#### PROVIDED TEXT
:::::
Search in sources :

Example 1 with BucketIdentifier

use of org.apache.hadoop.hive.ql.io.BucketIdentifier in project hive by apache.

the class LlapRecordReader method next.

@Override
public boolean next(NullWritable key, VectorizedRowBatch vrb) throws IOException {
    assert vrb != null;
    if (isClosed) {
        throw new AssertionError("next called after close");
    }
    // Add partition cols if necessary (see VectorizedOrcInputFormat for details).
    boolean wasFirst = isFirst;
    if (isFirst) {
        if (partitionValues != null) {
            rbCtx.addPartitionColsToBatch(vrb, partitionValues);
        }
        isFirst = false;
    }
    ColumnVectorBatch cvb;
    try {
        cvb = nextCvb();
    } catch (InterruptedException e) {
        // Query might have been canceled. Stop the background processing.
        feedback.stop();
        // In case we are stuck in consume.
        isInterrupted = true;
        throw new IOException(e);
    }
    if (cvb == null) {
        if (wasFirst) {
            firstReturnTime = counters.startTimeCounter();
        }
        counters.incrWallClockCounter(LlapIOCounters.CONSUMER_TIME_NS, firstReturnTime);
        return false;
    }
    if (isAcidFormat) {
        // why?
        vrb.selectedInUse = true;
        if (isVectorized) {
            // TODO: relying everywhere on the magical constants and columns being together means ACID
            // columns are going to be super hard to change in a backward compat manner. I can
            // foresee someone cursing while refactoring all the magic for prefix schema changes.
            /*
          Acid meta cols are always either all included or all excluded the
          the width of 'cvb' changes accordingly so 'acidColCount' and
          'ixInVrb' need to be adjusted. See {@link IncludesImpl} comments.
:::::
(Image object location entries)
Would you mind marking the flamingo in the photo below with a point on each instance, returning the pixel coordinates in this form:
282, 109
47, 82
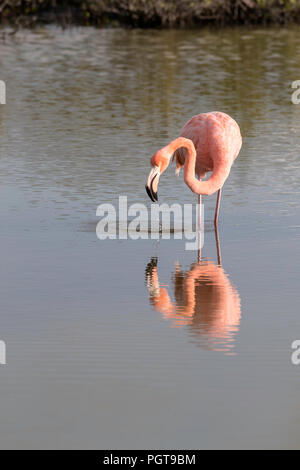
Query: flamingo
207, 142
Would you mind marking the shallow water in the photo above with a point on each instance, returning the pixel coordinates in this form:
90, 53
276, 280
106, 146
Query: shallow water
132, 344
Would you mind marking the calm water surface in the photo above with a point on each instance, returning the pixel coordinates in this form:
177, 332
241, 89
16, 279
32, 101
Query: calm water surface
:::::
#### YOUR INSTRUCTIONS
Copy the stretch from "Search in sources" through "LlapRecordReader method next." in the Hive code excerpt above.

#### RESULT
Search in sources :

Example 1 with BucketIdentifier

use of org.apache.hadoop.hive.ql.io.BucketIdentifier in project hive by apache.

the class LlapRecordReader method next.